Saved data entries
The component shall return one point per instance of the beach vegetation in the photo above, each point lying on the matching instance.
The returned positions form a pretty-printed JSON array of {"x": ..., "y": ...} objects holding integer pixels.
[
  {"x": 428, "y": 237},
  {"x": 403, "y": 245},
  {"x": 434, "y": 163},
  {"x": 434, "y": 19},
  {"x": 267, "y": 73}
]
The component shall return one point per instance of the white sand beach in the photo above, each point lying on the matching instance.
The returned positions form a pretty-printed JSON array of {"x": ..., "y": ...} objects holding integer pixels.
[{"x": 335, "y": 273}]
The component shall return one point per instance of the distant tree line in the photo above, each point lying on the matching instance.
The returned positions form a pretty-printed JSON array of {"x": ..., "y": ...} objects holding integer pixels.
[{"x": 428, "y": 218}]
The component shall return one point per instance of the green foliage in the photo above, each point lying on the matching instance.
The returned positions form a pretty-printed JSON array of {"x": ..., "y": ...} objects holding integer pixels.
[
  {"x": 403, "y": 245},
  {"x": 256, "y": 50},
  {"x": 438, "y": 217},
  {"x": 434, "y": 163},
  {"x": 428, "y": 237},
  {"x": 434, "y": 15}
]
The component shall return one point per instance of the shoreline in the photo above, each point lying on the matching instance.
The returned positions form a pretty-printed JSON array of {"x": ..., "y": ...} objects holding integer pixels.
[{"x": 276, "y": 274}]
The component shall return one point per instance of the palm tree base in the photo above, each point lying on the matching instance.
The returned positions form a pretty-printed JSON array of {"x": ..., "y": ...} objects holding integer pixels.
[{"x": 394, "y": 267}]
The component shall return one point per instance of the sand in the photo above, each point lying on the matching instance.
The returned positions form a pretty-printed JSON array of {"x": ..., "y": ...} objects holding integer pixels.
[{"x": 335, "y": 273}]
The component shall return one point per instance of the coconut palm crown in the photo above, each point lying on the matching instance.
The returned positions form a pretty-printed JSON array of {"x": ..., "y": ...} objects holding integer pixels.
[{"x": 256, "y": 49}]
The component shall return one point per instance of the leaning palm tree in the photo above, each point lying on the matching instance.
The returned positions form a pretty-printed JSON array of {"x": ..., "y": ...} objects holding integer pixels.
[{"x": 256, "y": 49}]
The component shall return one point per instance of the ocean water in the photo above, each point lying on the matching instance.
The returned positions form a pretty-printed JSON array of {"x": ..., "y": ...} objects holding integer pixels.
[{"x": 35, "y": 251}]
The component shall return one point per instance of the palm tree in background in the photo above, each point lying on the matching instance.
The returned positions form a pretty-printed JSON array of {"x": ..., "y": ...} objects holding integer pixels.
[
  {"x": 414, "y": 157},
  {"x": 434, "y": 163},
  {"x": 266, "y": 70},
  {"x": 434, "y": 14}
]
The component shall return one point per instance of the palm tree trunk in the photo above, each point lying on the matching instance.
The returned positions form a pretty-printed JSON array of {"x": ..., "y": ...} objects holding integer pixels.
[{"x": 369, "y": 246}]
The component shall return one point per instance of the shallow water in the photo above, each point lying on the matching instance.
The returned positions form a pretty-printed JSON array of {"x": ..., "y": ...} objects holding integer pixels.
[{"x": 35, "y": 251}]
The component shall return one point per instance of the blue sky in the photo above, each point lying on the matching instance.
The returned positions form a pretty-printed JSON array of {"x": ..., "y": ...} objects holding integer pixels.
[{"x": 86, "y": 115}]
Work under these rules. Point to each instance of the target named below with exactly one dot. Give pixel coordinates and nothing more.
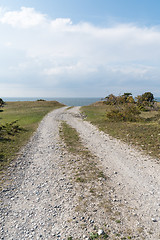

**Problem to solve:**
Each line of the data should be quoted exactly, with pictures left out.

**Response:**
The component shall return one point per instance of the beach vegetation in the photo above, each point lying on the matching instance.
The returned positions form a pretty-printed JSON array of {"x": ..., "y": ...} objects holding integer pixels.
[
  {"x": 428, "y": 237},
  {"x": 403, "y": 245},
  {"x": 434, "y": 163},
  {"x": 434, "y": 19},
  {"x": 267, "y": 73}
]
The component shall return one point per instance of the white sand beach in the photo above, each point lying on the matching instance.
The returned positions form a pretty-printed JSON array of {"x": ..., "y": ...} objects holding integer pixels.
[{"x": 335, "y": 273}]
The component shall return one point per instance of the distant tree line in the photo above, each point lying on the matching instance.
The returned positions form a pretty-printed JSON array of {"x": ..., "y": ...} objects holding integer pixels.
[{"x": 428, "y": 218}]
The component shall return one point per instance of the green foliage in the photo above, each point lying on the matching instance.
The returned positions form a pretty-printed JSON array of {"x": ..., "y": ...} objects holding integer pixels.
[
  {"x": 403, "y": 245},
  {"x": 256, "y": 50},
  {"x": 438, "y": 217},
  {"x": 434, "y": 163},
  {"x": 428, "y": 237},
  {"x": 434, "y": 15}
]
The component shall return one point per instance of the shoreline in the photo above, each point lying on the matching instance.
The returned positions form a pretty-printed JSON array of {"x": ..., "y": ...} objects holding integer pixels.
[{"x": 276, "y": 274}]
The component shall return one point per instance of the palm tree base in the photo above, each point lying on the matching instance.
The returned positions form a pretty-printed JSON array of {"x": ..., "y": ...} objects holding integer pixels.
[{"x": 394, "y": 267}]
The component shall return one point per instance of the sand in the photo above, each point lying on the matching instance.
The returned positions form a pretty-printed JSON array of {"x": ..., "y": ...} objects holding integer pixels.
[{"x": 335, "y": 273}]
The component shall return one point per instance of the coconut palm crown in the photo above, each point lying on the matching instance.
The returned positions form a pretty-printed JSON array of {"x": ..., "y": ...} objects holding integer pixels.
[{"x": 256, "y": 49}]
The component shall return one point per instance of the leaning palm tree in the photo above, each point lying on the matching instance.
The returned positions form a pretty-printed JSON array of {"x": ..., "y": ...} objects holding integer pixels.
[{"x": 256, "y": 49}]
The component shall return one point per instance of the ocean water in the photo above, each point lying on the matching instance.
The returned positions form a pretty-printed JSON array of {"x": ..., "y": ...} objects holding integer pixels.
[{"x": 35, "y": 251}]
The component shall return one point per instance of the palm tree in background in the photo above, each point lying on the matching instance.
The returned positions form a pretty-printed JSON array of {"x": ..., "y": ...} objects holding integer pixels.
[
  {"x": 414, "y": 157},
  {"x": 434, "y": 163},
  {"x": 266, "y": 70},
  {"x": 434, "y": 14}
]
The component shall return one point per instance of the palm tree trunk in the photo above, each point lying on the matching instance.
The returned positions form a pretty-printed JSON array of {"x": ..., "y": ...} objects holding integer pixels.
[{"x": 369, "y": 246}]
The component shall return one point per instance of the shallow water in the photo above, each point lying on the matching instance.
The returned positions form a pretty-printed JSON array of {"x": ..., "y": ...} objects holding integer pixels.
[{"x": 35, "y": 251}]
The component shall return one point per instance of the blue sky in the photo above, each point lying on the matching instance.
The returned positions form a pretty-printed JSON array of {"x": ..., "y": ...} objects holding integer pixels.
[{"x": 86, "y": 115}]
Work under these rules. Point to each instance of the target named below with exactly one dot. Give pixel coordinates and nothing more.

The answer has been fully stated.